TEXTE DE LECTURE
======

Ittre est une prison moderne. Avec la pub que le Ministère de la Justice a fait au moment de son ouverture, certains s'imaginent que c'est l'Hilton. Ce n'est pas ça, mais enfin, matériellement, c'est bien, toutes les familles de détenus vous le diront. Et puis? Qu'est-ce qui fait qu'on s'y sent quand même si mal? Qu'est-ce qui cloche dans tout notre système pénitentiaire, même dans nos prisons  dernier cri?

Le miroir de notre société

Le malaise profond de nos prisons n'est donc pas seulement matériel. Le détenu est là, entre parenthèses de la vie réelle. A sa libération, il se retrouvera dans la même situation qu'avant son enfermement, avec les mêmes problèmes. La plupart des petits délinquants viennent de ce qu'on appelle pudiquement des "milieux défavorisés". "Défavorisés" par qui? Chômeurs, voués aux petits boulots, souvent sans qualification professionnelle, sans perspectives de pouvoir se construire un meilleur avenir, ce n'est pas du Zola (on aimerait que ce le soit), c'est la réalité.

======

DONNÉES PRÉSENTÉES
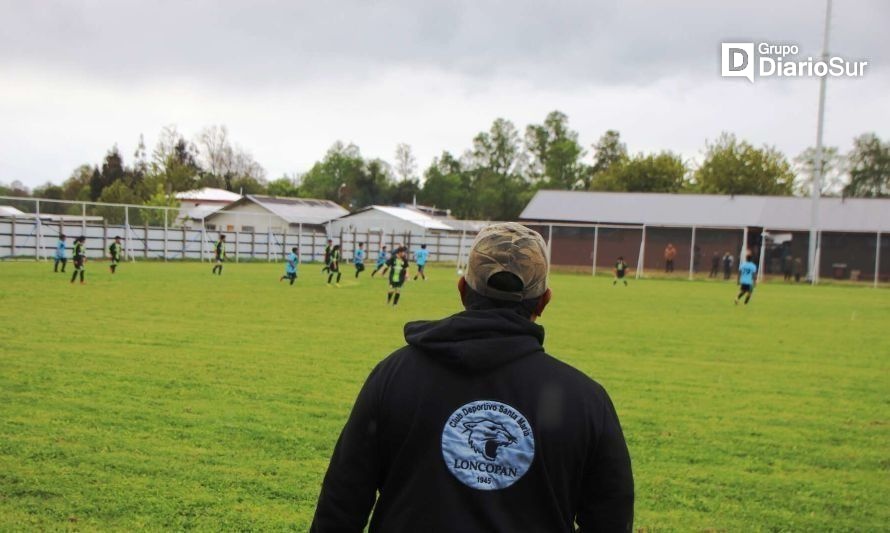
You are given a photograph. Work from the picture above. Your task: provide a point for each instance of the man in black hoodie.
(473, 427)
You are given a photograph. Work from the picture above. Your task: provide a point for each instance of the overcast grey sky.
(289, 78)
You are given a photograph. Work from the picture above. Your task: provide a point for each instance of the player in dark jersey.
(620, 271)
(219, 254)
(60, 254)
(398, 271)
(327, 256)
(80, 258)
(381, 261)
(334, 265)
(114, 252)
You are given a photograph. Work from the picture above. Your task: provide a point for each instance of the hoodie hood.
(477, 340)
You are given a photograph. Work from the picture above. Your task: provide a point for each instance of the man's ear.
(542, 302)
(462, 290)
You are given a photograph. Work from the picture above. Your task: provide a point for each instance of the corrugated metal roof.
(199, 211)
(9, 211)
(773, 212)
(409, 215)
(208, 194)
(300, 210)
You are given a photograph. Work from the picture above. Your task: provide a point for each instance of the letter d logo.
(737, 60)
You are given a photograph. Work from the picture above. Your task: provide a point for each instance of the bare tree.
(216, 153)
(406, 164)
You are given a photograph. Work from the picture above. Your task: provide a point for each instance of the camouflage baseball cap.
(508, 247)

======

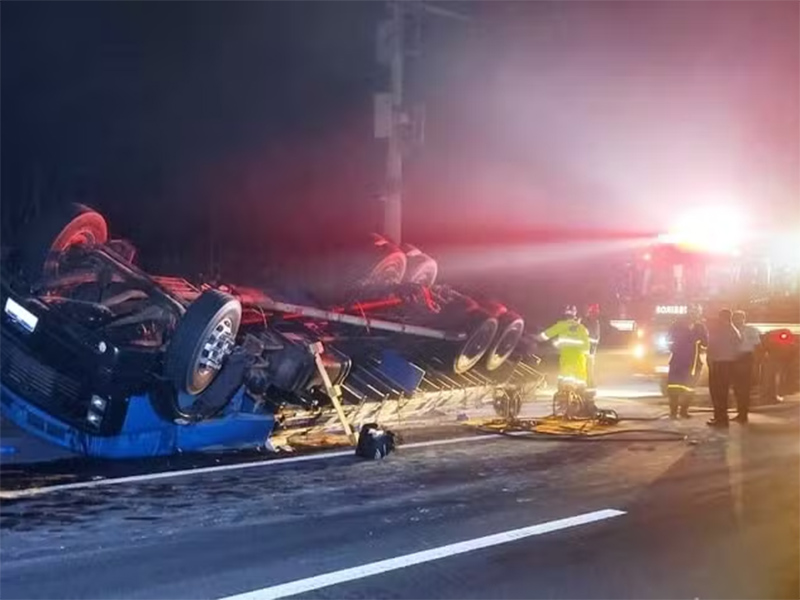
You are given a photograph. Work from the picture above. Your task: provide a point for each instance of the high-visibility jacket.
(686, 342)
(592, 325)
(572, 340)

======

CONSIGNES
#1 Relevez, dans l'ordre d'apparition, toutes les phrases interrogatives du texte de lecture.
#2 Restituez à l'identique le passage du texte de lecture qui va de « Ittre est une » jusqu'à « prisons  dernier cri? ».

EXERCICE CORRIGÉ
#1
- Et puis?
- Qu'est-ce qui fait qu'on s'y sent quand même si mal?
- Qu'est-ce qui cloche dans tout notre système pénitentiaire, même dans nos prisons dernier cri?
- "Défavorisés" par qui?

#2
Ittre est une prison moderne. Avec la pub que le Ministère de la Justice a fait au moment de son ouverture, certains s'imaginent que c'est l'Hilton. Ce n'est pas ça, mais enfin, matériellement, c'est bien, toutes les familles de détenus vous le diront. Et puis? Qu'est-ce qui fait qu'on s'y sent quand même si mal? Qu'est-ce qui cloche dans tout notre système pénitentiaire, même dans nos prisons  dernier cri?